Quorum of the Twelve Apostles
- October 1, 1988 – September 22, 2015
- Called by: Ezra Taft Benson

LDS Church Apostle
- October 6, 1988 – September 22, 2015
- Called by: Ezra Taft Benson
- Reason: Death of Marion G. Romney
- Reorganization at end of term: Ronald A. Rasband, Gary E. Stevenson, and Dale G. Renlund were ordained following deaths of Scott, L. Tom Perry, and Boyd K. Packer

Presidency of the First Quorum of the Seventy
- October 1, 1983 – October 1, 1988
- Called by: Spencer W. Kimball
- End reason: Called to the Quorum of the Twelve Apostles

First Quorum of the Seventy
- April 2, 1977 – October 1, 1988
- Called by: Spencer W. Kimball
- End reason: Called to the Quorum of the Twelve Apostles

Personal details
- Born: Richard Gordon Scott November 7, 1928 Pocatello, Idaho, U.S.
- Died: September 22, 2015 (aged 86) Salt Lake City, Utah, U.S.
- Education: George Washington University
- Spouse(s): Jeanene Watkins (d. 1995)
- Children: 7
- Signature of Richard G. Scott

= Richard G. Scott =

American religious leader (1928–2015)

Richard Gordon Scott (November 7, 1928 – September 22, 2015) was an American scientist and religious leader who served as a member of the Quorum of the Twelve Apostles of the Church of Jesus Christ of Latter-day Saints (LDS Church).

* _Dataset entries_

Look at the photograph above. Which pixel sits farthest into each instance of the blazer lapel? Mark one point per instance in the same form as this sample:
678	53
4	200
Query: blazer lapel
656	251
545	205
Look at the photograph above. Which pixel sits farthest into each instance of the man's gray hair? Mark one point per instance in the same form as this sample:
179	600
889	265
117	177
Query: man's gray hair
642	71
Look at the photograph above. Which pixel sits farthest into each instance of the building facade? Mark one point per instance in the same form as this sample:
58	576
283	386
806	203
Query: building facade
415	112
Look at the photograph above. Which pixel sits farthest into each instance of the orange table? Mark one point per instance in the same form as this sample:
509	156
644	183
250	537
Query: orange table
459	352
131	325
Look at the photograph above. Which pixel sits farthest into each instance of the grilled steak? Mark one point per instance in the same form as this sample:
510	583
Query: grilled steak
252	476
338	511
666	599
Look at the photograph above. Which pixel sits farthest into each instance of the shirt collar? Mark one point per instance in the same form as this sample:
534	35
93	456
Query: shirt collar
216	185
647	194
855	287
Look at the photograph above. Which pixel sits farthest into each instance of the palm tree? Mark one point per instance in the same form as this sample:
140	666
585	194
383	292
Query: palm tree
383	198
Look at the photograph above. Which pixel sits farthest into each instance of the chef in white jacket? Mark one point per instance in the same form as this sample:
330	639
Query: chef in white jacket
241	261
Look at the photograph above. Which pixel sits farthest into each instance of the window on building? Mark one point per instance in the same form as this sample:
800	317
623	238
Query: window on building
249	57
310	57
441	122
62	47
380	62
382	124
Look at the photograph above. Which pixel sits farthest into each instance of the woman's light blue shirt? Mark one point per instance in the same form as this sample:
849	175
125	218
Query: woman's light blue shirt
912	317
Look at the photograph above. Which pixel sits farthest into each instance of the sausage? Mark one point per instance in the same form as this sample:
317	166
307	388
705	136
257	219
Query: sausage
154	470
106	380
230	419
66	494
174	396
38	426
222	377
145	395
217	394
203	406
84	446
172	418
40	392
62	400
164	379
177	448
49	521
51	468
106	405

* _Task requirements_
A) In the text about Richard G. Scott, where was he born?
B) Set down word for word the part of the text about Richard G. Scott starting at "- Education: George" and ending at "religious leader (1928–2015)".
C) Write the next part of the text about Richard G. Scott, picking up after its final sentence.

* _Answers to each task_
A) Pocatello, Idaho, U.S.

B)
- Education: George Washington University
- Spouse(s): Jeanene Watkins (d. 1995)
- Children: 7
- Signature of Richard G. Scott

= Richard G. Scott =

American religious leader (1928–2015)

C)
Scott was born in Idaho in 1928 and grew up in Washington, D.C. He attended George Washington University as an undergraduate, graduating in 1950 with a B.S. degree in mechanical engineering. He then served a full-time LDS mission in Uruguay from 1950 to 1953, achieving fluency in Spanish. Upon his return in 1953, Scott married Jeanene Watkins, his college girlfriend and the daughter of U.S. Senator Arthur Watkins, and began working as a nuclear engineer for Naval Reactors under the leadership of Admiral Hyman Rickover. Scott worked for the U.S. government until 1965, when the LDS Church selected him to serve as a mission president in Argentina. He completed his service in 1968 and returned to Washington, D.C., where he worked for a private nuclear engineering consulting firm. Scott's scientific career ended in 1977 when the LDS Church called him to serve as a general authority. Following the death of Marion G. Romney in 1988, Scott was chosen to fill the subsequent vacancy in the Quorum of the Twelve Apostles, and served in that position until his death in 2015.

==Background and education==
Scott was born in Pocatello, Idaho, to Kenneth Leroy Scott and Mary Eliza Whittle. When he was five years old, the family moved to Washington, D.C., where his father worked in the U.S. Department of Agriculture. His father was not a member of the LDS Church at the time, and his mother was marginally active, until the U.S. Secretary of Agriculture in the Eisenhower administration, church apostle Ezra Taft Benson, named Kenneth Scott as Assistant Secretary of Agriculture. Benson's influence led to his father's conversion and the reactivation of his mother. In 1988, as church president, Benson appointed Richard as a church apostle.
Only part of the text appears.